◆ REQUEST 1:
Format the rows below as a JSON list of strings, one string per line and no blank lines. Start at the line containing "Q: Point to the palm" and continue through the final line of the rows, including both ends.

◆ TEXT SHOWN:
★ ★ ★ ★

Know Your Foe: Oregon State

It has been a rough season for the Oregon State Beavers, wining just one Pac-12 contest to date. But does Mike Riley’s squad have what it takes to pull the upset at home and beat Arizona State? BeaverFootball.com Publisher Barry Bolton answers questions from Sparky’s Huddle members on ASU’s next opponent.

Sitting at 4-5, 1-5 in Pac-12 play, Oregon State has naturally disappointed. What are the main reasons that have contributed to this record?

There are plenty of things you can point to but the primary ones are injuries and depth. Oregon State is thin enough that they simply cannot afford some of the injuries to starters that have taken place -- on the O-line, D-line, linebackers, wide receiver corps, running backs and more -- and still come away with wins against Pac-12 level competition.

They just don’t have the experienced depth behind the front-line guys. A sliver of good news for Beaver fans is that DT Jalen Grimble, out since the USC game with a knee injury, is likely to come back Saturday as is running back Storm Woods.

★ ★ ★ ★

◆ PROVIDED DATA:

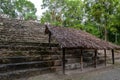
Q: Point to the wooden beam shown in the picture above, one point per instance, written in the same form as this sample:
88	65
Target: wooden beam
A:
63	60
81	59
113	59
105	55
95	59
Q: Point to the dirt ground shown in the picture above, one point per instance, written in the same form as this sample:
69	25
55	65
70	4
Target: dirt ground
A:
106	73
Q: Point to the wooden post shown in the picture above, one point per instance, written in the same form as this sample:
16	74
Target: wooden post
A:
113	59
63	60
105	55
95	59
81	59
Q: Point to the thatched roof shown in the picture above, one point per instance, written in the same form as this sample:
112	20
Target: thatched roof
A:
14	30
72	38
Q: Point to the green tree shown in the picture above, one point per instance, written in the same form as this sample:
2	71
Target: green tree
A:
101	13
18	9
66	13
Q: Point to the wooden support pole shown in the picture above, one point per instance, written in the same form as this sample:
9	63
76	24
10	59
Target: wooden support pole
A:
105	55
63	60
95	59
81	59
113	59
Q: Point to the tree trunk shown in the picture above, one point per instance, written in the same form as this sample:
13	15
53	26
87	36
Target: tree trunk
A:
105	33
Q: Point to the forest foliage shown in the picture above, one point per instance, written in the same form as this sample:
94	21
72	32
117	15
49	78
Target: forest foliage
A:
21	9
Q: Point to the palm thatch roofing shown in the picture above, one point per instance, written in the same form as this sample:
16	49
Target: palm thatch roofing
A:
72	38
15	30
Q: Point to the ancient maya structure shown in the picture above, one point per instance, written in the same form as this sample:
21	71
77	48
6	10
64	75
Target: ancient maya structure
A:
26	36
69	38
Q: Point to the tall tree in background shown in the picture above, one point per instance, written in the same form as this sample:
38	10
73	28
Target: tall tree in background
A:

★ ★ ★ ★

◆ REQUEST 2:
Summarize the Oregon State preview above in two sentences.

◆ OUTPUT 1:
[
  "Q: Point to the palm thatch roofing shown in the picture above, one point per instance, written in the same form as this sample:",
  "16\t49",
  "Target: palm thatch roofing",
  "A:",
  "72\t38",
  "15\t30",
  "Q: Point to the ancient maya structure shown in the picture above, one point per instance, written in the same form as this sample:",
  "21\t71",
  "77\t48",
  "6\t10",
  "64\t75",
  "Target: ancient maya structure",
  "A:",
  "26\t36",
  "69\t38",
  "Q: Point to the tall tree in background shown in the picture above, one point per instance, written in the same form as this sample:",
  "38\t10",
  "73\t28",
  "Target: tall tree in background",
  "A:"
]

◆ OUTPUT 2:
Oregon State has had a disappointing season at 4-5 overall and 1-5 in Pac-12 play, and BeaverFootball.com Publisher Barry Bolton names injuries and a lack of experienced depth as the main reasons. Defensive tackle Jalen Grimble and running back Storm Woods are both likely to return Saturday against Arizona State.